[EXCERPT PROVIDED]:
* * * * * * * * *

Pulmonary hypertension (PH) is poorly characterized in the critically ill. No prior studies describe the burden of or outcomes associated with PH in a general medical intensive care unit population. We hypothesize that PH is an important comorbidity prevalent in the modern medical intensive care unit. We undertook a preliminary investigation to define the consequences of Doppler-defined PH in the critically ill. A single-center retrospective case-control study of medical intensive care patients admitted over a 1-year period was conducted. Eligible patients had an echocardiogram within 4 days of admission. PH was defined to include both pulmonary arterial and venous hypertension and required a tricuspid regurgitant jet velocity ≥3 m/sec. Cases and controls were compared for comorbidities, illness severity, diagnoses, and mortality. Multivariable regression was performed to identify clinical features associated with PH and mortality. 299 (21% of admissions) patients had an eligible echocardiogram. Patients with PH (N=126) had a higher unadjusted mortality than did controls (N=173) (37% vs. 25%, P=0.04) and PH remained significantly associated with mortality after controlling for other clinical factors (HR=1.59, 95% CI=1.03-2.44, P=0.036). Low ejection fraction (OR=2.21, 95% CI=1.19-4.11, P=0.012) and pulmonary embolism (OR=4.28, 95% CI=1.59-11.5, P=0.004) were independently associated with PH. Doppler-defined PH is associated with mortality in the critically ill. Prospective studies are needed to define the prevalence of pulmonary venous hypertension versus pulmonary arterial hypertension, and the clinical consequences of each, in a general medical intensive care unit population.

* * * * * * * * *

[STUDY MATERIAL]:
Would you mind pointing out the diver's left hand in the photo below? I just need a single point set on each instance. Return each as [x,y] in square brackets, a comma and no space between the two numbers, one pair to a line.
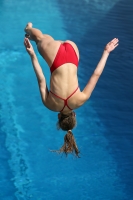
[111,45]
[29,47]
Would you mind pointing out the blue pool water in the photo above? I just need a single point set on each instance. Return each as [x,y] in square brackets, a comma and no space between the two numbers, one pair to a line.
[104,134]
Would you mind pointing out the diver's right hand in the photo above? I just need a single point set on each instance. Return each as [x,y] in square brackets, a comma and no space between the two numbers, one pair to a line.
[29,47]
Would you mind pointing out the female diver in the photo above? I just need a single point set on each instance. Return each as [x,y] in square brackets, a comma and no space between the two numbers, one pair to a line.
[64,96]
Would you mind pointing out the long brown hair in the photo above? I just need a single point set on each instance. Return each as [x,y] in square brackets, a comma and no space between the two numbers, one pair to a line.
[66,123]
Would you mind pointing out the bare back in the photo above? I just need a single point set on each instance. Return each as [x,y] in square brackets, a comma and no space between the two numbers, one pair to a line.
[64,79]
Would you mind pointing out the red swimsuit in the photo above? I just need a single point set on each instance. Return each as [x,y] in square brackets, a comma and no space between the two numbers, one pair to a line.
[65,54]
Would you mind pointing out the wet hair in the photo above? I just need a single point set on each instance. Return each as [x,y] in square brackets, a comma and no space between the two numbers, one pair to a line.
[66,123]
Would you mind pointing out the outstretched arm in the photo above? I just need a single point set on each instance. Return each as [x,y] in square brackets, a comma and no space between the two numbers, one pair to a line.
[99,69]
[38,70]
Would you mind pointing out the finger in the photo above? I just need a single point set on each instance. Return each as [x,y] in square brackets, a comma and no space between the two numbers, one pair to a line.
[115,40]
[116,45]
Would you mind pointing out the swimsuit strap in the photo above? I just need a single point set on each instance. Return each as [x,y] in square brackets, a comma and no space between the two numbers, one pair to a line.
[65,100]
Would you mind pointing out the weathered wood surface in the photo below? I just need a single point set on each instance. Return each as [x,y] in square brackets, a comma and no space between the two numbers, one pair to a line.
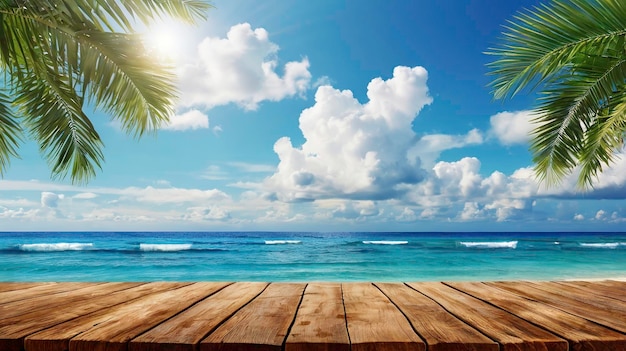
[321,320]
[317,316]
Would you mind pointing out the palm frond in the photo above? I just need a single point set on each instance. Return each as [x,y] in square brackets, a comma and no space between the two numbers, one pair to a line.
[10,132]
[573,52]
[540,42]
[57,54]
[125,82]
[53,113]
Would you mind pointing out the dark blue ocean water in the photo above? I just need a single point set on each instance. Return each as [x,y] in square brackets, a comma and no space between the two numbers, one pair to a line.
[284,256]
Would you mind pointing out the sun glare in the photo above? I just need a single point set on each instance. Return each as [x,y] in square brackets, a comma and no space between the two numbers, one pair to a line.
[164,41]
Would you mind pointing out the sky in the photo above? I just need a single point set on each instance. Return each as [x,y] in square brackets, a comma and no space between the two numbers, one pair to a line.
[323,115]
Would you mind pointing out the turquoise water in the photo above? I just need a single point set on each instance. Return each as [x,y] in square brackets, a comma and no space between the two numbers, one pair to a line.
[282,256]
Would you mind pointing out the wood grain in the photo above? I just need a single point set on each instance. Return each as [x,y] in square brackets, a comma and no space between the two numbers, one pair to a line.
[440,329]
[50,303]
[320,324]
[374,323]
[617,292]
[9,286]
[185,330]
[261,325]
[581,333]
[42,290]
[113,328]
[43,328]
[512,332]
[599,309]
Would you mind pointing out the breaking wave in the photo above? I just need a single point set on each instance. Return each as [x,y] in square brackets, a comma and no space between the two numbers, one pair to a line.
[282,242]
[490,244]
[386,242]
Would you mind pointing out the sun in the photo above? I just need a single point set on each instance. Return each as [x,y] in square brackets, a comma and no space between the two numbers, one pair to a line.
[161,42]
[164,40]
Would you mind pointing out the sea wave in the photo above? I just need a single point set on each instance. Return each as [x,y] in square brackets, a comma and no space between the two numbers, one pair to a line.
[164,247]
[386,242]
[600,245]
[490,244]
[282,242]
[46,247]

* * * * * * * * *

[ACTIVITY]:
Condense the paragraph beginning "Pulmonary hypertension (PH) is poorly characterized" in the excerpt on pulmonary hypertension in the critically ill into a bulleted list that keeps its main facts. The records play no part in this work.

[THE ANSWER]:
- Pulmonary hypertension (PH) is poorly characterized in critically ill patients, and no earlier studies describe its burden or outcomes in a general medical intensive care unit population.
- Design: single-center retrospective case-control study of medical intensive care patients admitted over 1 year who had an echocardiogram within 4 days of admission.
- Definition: PH included both pulmonary arterial and venous hypertension and required a tricuspid regurgitant jet velocity ≥3 m/sec.
- Analysis: cases and controls were compared for comorbidities, illness severity, diagnoses, and mortality, and multivariable regression identified features associated with PH and with mortality.
- Sample: 299 patients (21% of admissions) had an eligible echocardiogram, 126 with PH and 173 controls.
- Mortality: 37% with PH vs. 25% in controls (P=0.04). PH stayed significantly associated with mortality after adjustment (HR=1.59, 95% CI=1.03-2.44, P=0.036).
- Factors independently associated with PH: low ejection fraction (OR=2.21, 95% CI=1.19-4.11, P=0.012) and pulmonary embolism (OR=4.28, 95% CI=1.59-11.5, P=0.004).
- Conclusion: Doppler-defined PH is associated with mortality in the critically ill. Prospective studies are needed to define the prevalence and clinical consequences of pulmonary venous versus pulmonary arterial hypertension in this population.